Friday, October 5, 2012

Keynote Address: Can Fictional Television Make a Difference in Public Health Education?

Dr. Neal Baer receives the John P. McGovern Medal from Melanie Ross, AMWA past president, as  Barbara Snyder, current president, looks on. The award recognizes preeminent contribution to medical communication.

by Whitney Smalley-Freed

“People don’t get moved and inspired by data,” Dr. Neal Baer, writer for ER, Law and Order SVU, and A Gifted Man, explained to the large audience attending his keynote address on Thursday morning. Dr. Baer told attendees, “reporting on evidenced-based medicine is not enough,” you need the data, but you also need a story to get people to be passionate about a health care topic.  Public story telling draws from our personal experience and lives to tell a story to the public.

Using video clips from Law and Order SVU, Dr. Baer demonstrated how the private stories of patients and clinical data can be turned into public stories that can teach health information to the general population. The first episode addressed the issues raised by a study published in the journal Science showing that children who witness gun violence are more likely to commit gun violence and related it to the child catching an infectious disease. Another episode delved into whether parents have the right to decide not to vaccinate their children and how this could be detrimental to the health of other children.

> [DATASET EXTRACT]:
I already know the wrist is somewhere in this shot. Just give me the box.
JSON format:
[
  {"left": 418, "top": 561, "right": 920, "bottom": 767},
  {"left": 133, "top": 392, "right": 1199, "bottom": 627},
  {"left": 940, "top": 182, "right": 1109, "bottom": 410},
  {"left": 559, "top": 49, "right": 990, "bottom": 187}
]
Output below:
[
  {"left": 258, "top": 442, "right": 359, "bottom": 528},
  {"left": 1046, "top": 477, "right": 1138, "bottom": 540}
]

> [ACTION ITEM]: Please pick up the keynote article after its last sentence and carry it on. The records have no connection to the keynote article.

> [RESPONSE TO THE TASK]:
“Did my show make a difference?” Dr. Baer questioned. A study on an episode of ER depicting a patient diagnosed with cervical cancer caused by HPV indicated that only 19% of viewers knew that HPV could cause cervical cancer before watching the episode but 60% were aware of this after watching the episode.

Dr. Baer explained how BubbleTweets could be used to tie video clips to news articles and actionable steps for addressing health care topics raised by TV dramas. Social media can be used to further the knowledge of seeds planted by television.

During the question and answer session, Dr. Baer stressed the responsibility that television shows have to present health topics accurately since a large portion of the population accepts them as fact. When asked “who is your peer-review,” Dr. Baer explained the review and oversight committees involved in all of his shows.

Dr. Baer suggested that medical writers have the responsibility to start discussions and raise issues that can help establish ethical boundaries for medical frontiers.

Dr. Baer’s charge to AMWA members, “take your own stories…and make them public.” Find stories that move your audience to action.